(Named-object pointing records)

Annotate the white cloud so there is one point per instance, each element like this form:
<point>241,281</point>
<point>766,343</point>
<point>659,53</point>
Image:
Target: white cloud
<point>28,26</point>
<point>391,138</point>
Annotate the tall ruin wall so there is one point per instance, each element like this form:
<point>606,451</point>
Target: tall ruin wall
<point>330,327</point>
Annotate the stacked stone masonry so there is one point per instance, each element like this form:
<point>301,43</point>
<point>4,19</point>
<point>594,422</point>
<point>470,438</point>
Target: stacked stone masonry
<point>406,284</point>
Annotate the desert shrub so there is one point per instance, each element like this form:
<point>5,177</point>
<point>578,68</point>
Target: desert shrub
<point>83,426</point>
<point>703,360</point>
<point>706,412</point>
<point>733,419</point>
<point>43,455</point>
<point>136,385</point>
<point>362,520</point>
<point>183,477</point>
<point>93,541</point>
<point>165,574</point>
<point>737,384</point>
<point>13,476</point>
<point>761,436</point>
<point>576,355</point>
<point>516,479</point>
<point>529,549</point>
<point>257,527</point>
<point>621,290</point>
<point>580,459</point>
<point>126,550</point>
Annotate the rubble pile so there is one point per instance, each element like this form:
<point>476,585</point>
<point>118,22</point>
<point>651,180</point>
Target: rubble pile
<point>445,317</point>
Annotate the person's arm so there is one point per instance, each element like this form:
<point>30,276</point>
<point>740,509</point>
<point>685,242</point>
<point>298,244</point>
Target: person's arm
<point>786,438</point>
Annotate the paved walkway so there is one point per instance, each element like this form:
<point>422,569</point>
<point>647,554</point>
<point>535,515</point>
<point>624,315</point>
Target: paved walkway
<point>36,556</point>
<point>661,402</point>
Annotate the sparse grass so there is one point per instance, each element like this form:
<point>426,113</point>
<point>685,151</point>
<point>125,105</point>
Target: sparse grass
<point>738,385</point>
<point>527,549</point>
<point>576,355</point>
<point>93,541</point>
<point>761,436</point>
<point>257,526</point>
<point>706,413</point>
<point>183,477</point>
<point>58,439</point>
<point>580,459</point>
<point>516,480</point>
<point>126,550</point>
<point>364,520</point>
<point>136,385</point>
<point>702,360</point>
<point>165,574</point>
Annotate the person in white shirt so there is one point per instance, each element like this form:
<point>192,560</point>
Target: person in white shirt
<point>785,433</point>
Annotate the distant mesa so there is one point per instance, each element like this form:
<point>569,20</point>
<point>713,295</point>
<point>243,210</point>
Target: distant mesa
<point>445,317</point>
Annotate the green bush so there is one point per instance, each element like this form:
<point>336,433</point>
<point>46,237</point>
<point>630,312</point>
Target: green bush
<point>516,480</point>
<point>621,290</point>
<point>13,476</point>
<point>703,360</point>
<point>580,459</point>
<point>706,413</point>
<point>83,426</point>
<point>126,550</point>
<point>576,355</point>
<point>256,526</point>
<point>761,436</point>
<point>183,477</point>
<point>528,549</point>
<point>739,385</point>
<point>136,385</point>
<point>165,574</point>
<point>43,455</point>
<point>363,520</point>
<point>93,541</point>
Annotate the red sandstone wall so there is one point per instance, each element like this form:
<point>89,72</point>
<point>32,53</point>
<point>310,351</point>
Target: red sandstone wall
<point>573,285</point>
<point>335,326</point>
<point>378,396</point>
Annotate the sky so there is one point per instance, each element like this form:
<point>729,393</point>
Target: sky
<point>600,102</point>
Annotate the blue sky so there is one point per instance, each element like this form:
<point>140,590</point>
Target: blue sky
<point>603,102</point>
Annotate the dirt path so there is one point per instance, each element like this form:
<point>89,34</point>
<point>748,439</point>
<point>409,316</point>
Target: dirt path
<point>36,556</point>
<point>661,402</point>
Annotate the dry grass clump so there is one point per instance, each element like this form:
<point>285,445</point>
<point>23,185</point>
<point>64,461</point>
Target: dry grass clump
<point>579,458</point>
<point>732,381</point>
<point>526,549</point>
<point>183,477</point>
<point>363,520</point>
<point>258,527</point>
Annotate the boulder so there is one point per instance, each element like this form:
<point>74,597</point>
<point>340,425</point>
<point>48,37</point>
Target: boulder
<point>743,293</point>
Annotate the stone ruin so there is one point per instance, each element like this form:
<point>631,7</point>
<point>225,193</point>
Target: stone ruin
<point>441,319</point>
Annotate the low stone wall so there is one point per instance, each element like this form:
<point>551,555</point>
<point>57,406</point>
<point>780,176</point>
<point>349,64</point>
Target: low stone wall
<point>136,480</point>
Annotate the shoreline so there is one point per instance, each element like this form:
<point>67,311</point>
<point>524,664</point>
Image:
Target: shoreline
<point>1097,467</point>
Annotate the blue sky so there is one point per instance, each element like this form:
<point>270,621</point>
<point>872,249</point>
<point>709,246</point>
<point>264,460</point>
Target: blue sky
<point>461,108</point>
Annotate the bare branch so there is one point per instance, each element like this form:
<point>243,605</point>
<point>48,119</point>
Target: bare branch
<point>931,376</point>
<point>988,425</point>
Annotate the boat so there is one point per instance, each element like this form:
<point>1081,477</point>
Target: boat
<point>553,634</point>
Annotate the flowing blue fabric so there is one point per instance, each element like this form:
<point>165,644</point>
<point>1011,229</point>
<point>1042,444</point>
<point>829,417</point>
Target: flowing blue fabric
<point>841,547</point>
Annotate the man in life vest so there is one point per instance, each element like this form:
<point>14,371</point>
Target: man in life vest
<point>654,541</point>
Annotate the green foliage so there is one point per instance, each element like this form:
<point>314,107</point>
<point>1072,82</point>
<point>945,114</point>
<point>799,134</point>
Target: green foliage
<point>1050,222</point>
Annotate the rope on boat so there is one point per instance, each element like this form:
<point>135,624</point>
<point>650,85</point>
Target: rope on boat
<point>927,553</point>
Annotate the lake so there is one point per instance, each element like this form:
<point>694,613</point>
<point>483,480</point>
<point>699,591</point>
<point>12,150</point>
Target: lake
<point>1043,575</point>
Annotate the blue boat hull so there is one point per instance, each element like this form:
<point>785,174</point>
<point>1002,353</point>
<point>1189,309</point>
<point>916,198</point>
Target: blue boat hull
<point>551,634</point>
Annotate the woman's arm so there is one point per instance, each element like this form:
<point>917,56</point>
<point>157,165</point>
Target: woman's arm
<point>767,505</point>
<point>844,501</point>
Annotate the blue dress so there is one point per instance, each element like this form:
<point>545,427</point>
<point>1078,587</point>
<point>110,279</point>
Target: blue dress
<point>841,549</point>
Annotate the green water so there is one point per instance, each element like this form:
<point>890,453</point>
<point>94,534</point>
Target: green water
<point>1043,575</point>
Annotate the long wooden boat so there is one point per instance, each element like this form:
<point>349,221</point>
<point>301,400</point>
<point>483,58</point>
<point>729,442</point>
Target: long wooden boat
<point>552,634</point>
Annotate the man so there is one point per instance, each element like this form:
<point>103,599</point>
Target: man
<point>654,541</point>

◆ **Objective**
Copy out all of the records above word for word, changing nothing.

◆ **Answer in full**
Annotate the white cloud so there is one point per instance, each element like this form:
<point>241,281</point>
<point>766,343</point>
<point>659,53</point>
Image:
Target: white cloud
<point>28,26</point>
<point>391,138</point>
Annotate the tall ruin wall so there is one point per instance, each element like this form:
<point>606,451</point>
Target: tall ruin wall
<point>330,327</point>
Annotate the stacked stone masonry so there is one point per instance, each element like this form:
<point>301,43</point>
<point>4,19</point>
<point>594,422</point>
<point>470,438</point>
Target: stacked stone masonry
<point>406,284</point>
Annotate the desert shrub so there is one point per instance, each element like this form:
<point>5,177</point>
<point>578,68</point>
Target: desert shrub
<point>83,426</point>
<point>703,360</point>
<point>706,412</point>
<point>733,419</point>
<point>43,455</point>
<point>136,385</point>
<point>362,520</point>
<point>183,477</point>
<point>93,541</point>
<point>165,574</point>
<point>737,384</point>
<point>13,476</point>
<point>761,436</point>
<point>576,355</point>
<point>516,479</point>
<point>529,549</point>
<point>257,527</point>
<point>621,290</point>
<point>580,459</point>
<point>126,550</point>
Annotate the rubble pile so there is one point per instance, each element like this form:
<point>476,585</point>
<point>118,22</point>
<point>651,180</point>
Target: rubble pile
<point>445,317</point>
Annotate the person's arm so there is one point per instance, each element like this form:
<point>30,276</point>
<point>740,509</point>
<point>685,242</point>
<point>298,244</point>
Target: person's arm
<point>786,438</point>
Annotate the paved walkway so there is one point per instance, each element like this form:
<point>422,569</point>
<point>647,554</point>
<point>535,515</point>
<point>624,315</point>
Target: paved walkway
<point>36,556</point>
<point>661,402</point>
Annotate the sparse grass so there is one point per instance, each element like this form:
<point>426,113</point>
<point>685,151</point>
<point>125,105</point>
Target: sparse grass
<point>738,385</point>
<point>527,549</point>
<point>576,355</point>
<point>93,541</point>
<point>761,436</point>
<point>257,526</point>
<point>706,413</point>
<point>183,477</point>
<point>58,439</point>
<point>580,459</point>
<point>516,480</point>
<point>126,550</point>
<point>364,520</point>
<point>136,385</point>
<point>702,360</point>
<point>165,574</point>
Annotate the person in white shirt so there is one point per instance, each element like this form:
<point>192,560</point>
Target: person in white shirt
<point>785,433</point>
Annotate the distant mesa so there is one point per instance, each element like this form:
<point>569,20</point>
<point>713,295</point>
<point>243,210</point>
Target: distant mesa
<point>445,317</point>
Annotate the green bush so there is one point per instance, each element like this form:
<point>336,433</point>
<point>46,237</point>
<point>630,312</point>
Target: green bush
<point>516,480</point>
<point>621,290</point>
<point>13,476</point>
<point>703,360</point>
<point>580,459</point>
<point>706,413</point>
<point>83,426</point>
<point>126,550</point>
<point>576,355</point>
<point>256,526</point>
<point>761,436</point>
<point>183,477</point>
<point>528,549</point>
<point>739,385</point>
<point>136,385</point>
<point>165,574</point>
<point>43,455</point>
<point>363,520</point>
<point>93,541</point>
Annotate the red sandstone wall so there is one point per instance, each element like this form:
<point>89,72</point>
<point>32,53</point>
<point>310,351</point>
Target: red sandstone wall
<point>573,285</point>
<point>335,326</point>
<point>378,396</point>
Annotate the sky so there is one point per instance, each element like this form:
<point>729,393</point>
Target: sky
<point>600,102</point>
Annotate the blue sky so there is one point per instance, each element like this form:
<point>140,590</point>
Target: blue sky
<point>603,102</point>
Annotate the dirt path so there is one point per instance, each element like this form:
<point>89,34</point>
<point>748,439</point>
<point>409,316</point>
Target: dirt path
<point>36,556</point>
<point>661,402</point>
Annotate the dry grass clump so there is one point per instance, each element like this form:
<point>285,445</point>
<point>23,185</point>
<point>64,461</point>
Target: dry grass clump
<point>579,458</point>
<point>732,381</point>
<point>526,549</point>
<point>183,477</point>
<point>363,520</point>
<point>258,527</point>
Annotate the boulder so there is one point per instance, each element like this form:
<point>74,597</point>
<point>340,425</point>
<point>48,37</point>
Target: boulder
<point>743,293</point>
Annotate the stone ruin so there is one point per instance, each element like this form:
<point>631,7</point>
<point>225,193</point>
Target: stone ruin
<point>441,319</point>
Annotate the low stone wall so there is one point per instance, each element like this form:
<point>551,555</point>
<point>57,406</point>
<point>780,176</point>
<point>349,64</point>
Target: low stone wall
<point>136,480</point>
Annotate the shoreline so there is one point per instance, each element like this form:
<point>67,311</point>
<point>524,664</point>
Image:
Target: shoreline
<point>1097,467</point>
Annotate the blue sky so there is one point per instance, each element like this form:
<point>270,621</point>
<point>872,249</point>
<point>709,246</point>
<point>264,460</point>
Target: blue sky
<point>461,108</point>
Annotate the bare branch so there is one point per instance, each element like this form:
<point>243,605</point>
<point>48,119</point>
Target: bare branch
<point>931,376</point>
<point>988,425</point>
Annotate the boat so there is one point per instance, each element like this form:
<point>1081,477</point>
Target: boat
<point>553,634</point>
Annotate the flowing blue fabric so there is one point per instance, each element like this form:
<point>165,644</point>
<point>1011,229</point>
<point>1042,444</point>
<point>829,417</point>
Target: flowing blue fabric
<point>841,547</point>
Annotate the man in life vest so there is one point per instance, each element like this form:
<point>14,371</point>
Target: man in life vest
<point>654,541</point>
Annotate the green foliage so there is one point per instance, each element like this form:
<point>314,107</point>
<point>1072,82</point>
<point>945,114</point>
<point>799,134</point>
Target: green foliage
<point>1050,222</point>
Annotate the rope on boat so there is one point per instance, each element like this form:
<point>135,624</point>
<point>650,85</point>
Target: rope on boat
<point>927,553</point>
Annotate the lake so there is one point per instance, each element like this form:
<point>694,613</point>
<point>483,480</point>
<point>699,591</point>
<point>12,150</point>
Target: lake
<point>1043,575</point>
Annotate the blue boat hull so there is one point per instance, each element like this form:
<point>785,174</point>
<point>1002,353</point>
<point>1189,309</point>
<point>916,198</point>
Target: blue boat hull
<point>551,634</point>
Annotate the woman's arm so there is one point per instance, each element like this form:
<point>917,56</point>
<point>157,165</point>
Target: woman's arm
<point>767,505</point>
<point>844,501</point>
Annotate the blue dress so there is one point per instance, each element like this form:
<point>545,427</point>
<point>1078,587</point>
<point>110,279</point>
Target: blue dress
<point>841,549</point>
Annotate the green water so there is one point per instance, each element like this form:
<point>890,453</point>
<point>94,534</point>
Target: green water
<point>1043,575</point>
Annotate the long wooden boat so there is one point per instance, each element like this form:
<point>349,221</point>
<point>301,400</point>
<point>483,58</point>
<point>729,442</point>
Target: long wooden boat
<point>552,634</point>
Annotate the man so there is one point per instance, each element like this form:
<point>103,599</point>
Target: man
<point>654,541</point>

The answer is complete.